_Фрагмент текста_.
++++++++++
Лондонские Шрёдеры прислали огромное количество консервов — мясо из Чикаго, персики из Калифорнии, сыр и языки из Англии, вдобавок двести сорок бутылок эля — его никто не пьет, и расправляться с ним приходится одному Шлиману. Вино доставляют из близлежащих деревень, картофель и шпинат везут через Кале-Султание нз Италии. «Летом крестьяне приносят бобы, фасоль и артишоки — единственные овощи, которые произрастают в Троаде. Даже горох приходится заказывать и доставлять из-за моря.

Бараки «Шлиманополиса» в наилучшем порядке — всю зиму их охранял сторож. Осмотр инструмента тоже доставляет удовлетворение.

На рассвете 1 марта 1882 года у бараков стоят сто пятьдесят человек. Они получают инструмент и ждут распоряжений. Шлиман внимательно их разглядывает, прикидывает, сколько среди них греков и сколько турок, — это ведь важно из-за праздников! — сердечно приветствует своих старых знакомых, осведомляясь о женах и детях, и расспрашивает новичков, откуда они явились.

Шлиман идет с рабочими на холм. Вырытые в 1879 году канавы для отвода дождевой воды хорошо сохранились, и ничто не разрушено ни ливневыми потоками, ни людской глупостью.

— Н-да, — говорит Шлиман и смотрит на обоих своих архитекторов. Хотя в Орхомене он уже и работал с такого рода специалистами, но все же здесь они — явление совершенно новое. И, откровенно говоря, он испытывает некоторую робость, ожидая, что скажут эти специалисты о результатах его многолетних трудов. — Н-да, господа, я думаю, мы начнем вот у этой стены сгоревшего города и пойдем за ней следом. Может быть, она действительно идет дальше и тем самым увеличивает территории третьего слоя.

Но Дёрпфельд отрицательно качает головой.

— Это, на мой взгляд, господин Шлиман, имеет мало смысла. Мы должны начать сверху и снимать камень за камнем, пласт за пластом. Только так, да и то не наверняка, мы сможем отличить одни слой от другого. При этом мы тогда сможем сразу собрать и, возможно, снова составить вместе все, что осталось от греческого и римского поселений.

— Но ведь это, господин Дёрпфельд, совершенно не входит в нашу задачу!

— Я сожалею, что мне в первый же день приходится вам возражать. Для археолога важна каждая мелочь, а особенно здесь, в Трое, где все так беспорядочно перемешано. Вчера, к сожалению, я успел произвести только очень беглый осмотр, но все же у меня сложилось впечатление, что жители некоторых позднейших поселений, выравнивая поверхность холма для своих построек, сносили сюда строительные остатки из более глубоких слоев или со склонов. Взгляните-ка, вот совершенно неолитическое пряслице, вот черепок микенского типа, вот ручка аттического лекифа, вот донышко римской чаши. И все это я собрал на поверхности, там, где вы еще не производили раскопок!
++++++++++
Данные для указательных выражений
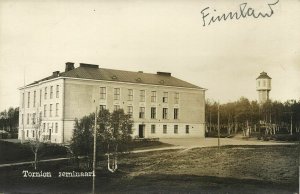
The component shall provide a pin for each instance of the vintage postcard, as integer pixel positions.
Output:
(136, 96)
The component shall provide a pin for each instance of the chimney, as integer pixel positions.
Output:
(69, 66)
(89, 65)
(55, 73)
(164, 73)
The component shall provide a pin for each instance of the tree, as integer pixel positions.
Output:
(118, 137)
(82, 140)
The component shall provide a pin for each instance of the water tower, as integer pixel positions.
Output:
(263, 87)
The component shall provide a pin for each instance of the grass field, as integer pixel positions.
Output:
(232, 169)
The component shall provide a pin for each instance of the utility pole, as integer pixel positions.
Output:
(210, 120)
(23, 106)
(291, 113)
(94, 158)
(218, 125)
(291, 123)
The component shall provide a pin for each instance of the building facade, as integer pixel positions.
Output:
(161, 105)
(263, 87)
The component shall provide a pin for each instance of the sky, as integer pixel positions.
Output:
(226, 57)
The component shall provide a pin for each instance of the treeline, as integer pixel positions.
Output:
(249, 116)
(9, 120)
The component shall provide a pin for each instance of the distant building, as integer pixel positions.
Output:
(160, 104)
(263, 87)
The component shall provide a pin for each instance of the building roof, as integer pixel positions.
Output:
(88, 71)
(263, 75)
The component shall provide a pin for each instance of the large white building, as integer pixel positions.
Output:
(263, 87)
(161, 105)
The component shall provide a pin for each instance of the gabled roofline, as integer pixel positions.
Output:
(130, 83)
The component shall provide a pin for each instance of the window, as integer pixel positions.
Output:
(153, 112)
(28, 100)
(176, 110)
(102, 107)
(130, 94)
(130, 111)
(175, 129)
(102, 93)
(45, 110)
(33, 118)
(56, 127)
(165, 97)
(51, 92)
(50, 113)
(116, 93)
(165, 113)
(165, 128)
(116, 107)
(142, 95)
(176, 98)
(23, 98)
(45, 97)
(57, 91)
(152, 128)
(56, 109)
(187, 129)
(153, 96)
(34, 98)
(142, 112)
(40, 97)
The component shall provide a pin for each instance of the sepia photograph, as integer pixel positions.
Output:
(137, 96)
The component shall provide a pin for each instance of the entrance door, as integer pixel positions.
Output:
++++++++++
_Задание 1_.
Сколько человек собралось у бараков на рассвете 1 марта 1882 года, согласно тексту о раскопках Шлимана в Трое?
_Задание 2_.
Напишите продолжение текста о раскопках Шлимана в Трое, начиная сразу после последнего приведенного предложения.

_Ответ 1_.
Сто пятьдесят человек.

_Ответ 2_.
Шлиман рассеянно кивает. Ему кажется, будто этот молодой человек легко и осторожно заберет у него инициативу из рук. Но ведь Дёрпфельд прав — как это он сам до этого не додумался! Правда, если бы он руководствовался такими принципами, то и сегодня, спустя десять лет, он едва ли бы добрался до лидийского поселения. Шлиман соглашается с Дёрпфельдом вяло, без всякого подъема.

— Если вы не возражаете, — снова начинает Дёрпфельд, — то большей части рабочих, которых вам в первые дни почти нечем занять, мы велим прежде всего убрать мусор и землю с того склона.

— Но ведь это мусор из раскопок 1871—1873 годов. Я велел его туда отвозить, ибо тот склон холма нам не нужен.

— Вы полагаете? Думаю, что нам нужен весь холм. Возможно, не сегодня и не завтра, а через несколько месяцев или несколько лет.

— Ну, хорошо, — соглашается Шлиман. — Вы специалист. Осмотритесь сначала как следует, а потом мы продолжим обсуждение.

На самом деле уже раскопки самого позднего, верхнего поселения дают много ценных находок, прежде всего остатки скульптур, фрагменты метопов, фризы, колонны. Находят и лежащий восточнее акрополя театр.

Дёрпфельд подтверждает предположение Шлимана о том, что большая кирпичная стена действительно тянется дальше на северо-восток. Поэтому в марте и апреле прорывают траншею длиной в восемьдесят и шириной в семь метров в восточной, до сих пор еще не исследованной части холма. Эта траншея помогает решить многие важные вопросы и тем вознаграждает за особенно тяжелую и напряженную работу. Выясняется, что вся восточная часть холма представляет собой насыпь, которая была ради расширения территории застройки сделана после разрушения третьего города.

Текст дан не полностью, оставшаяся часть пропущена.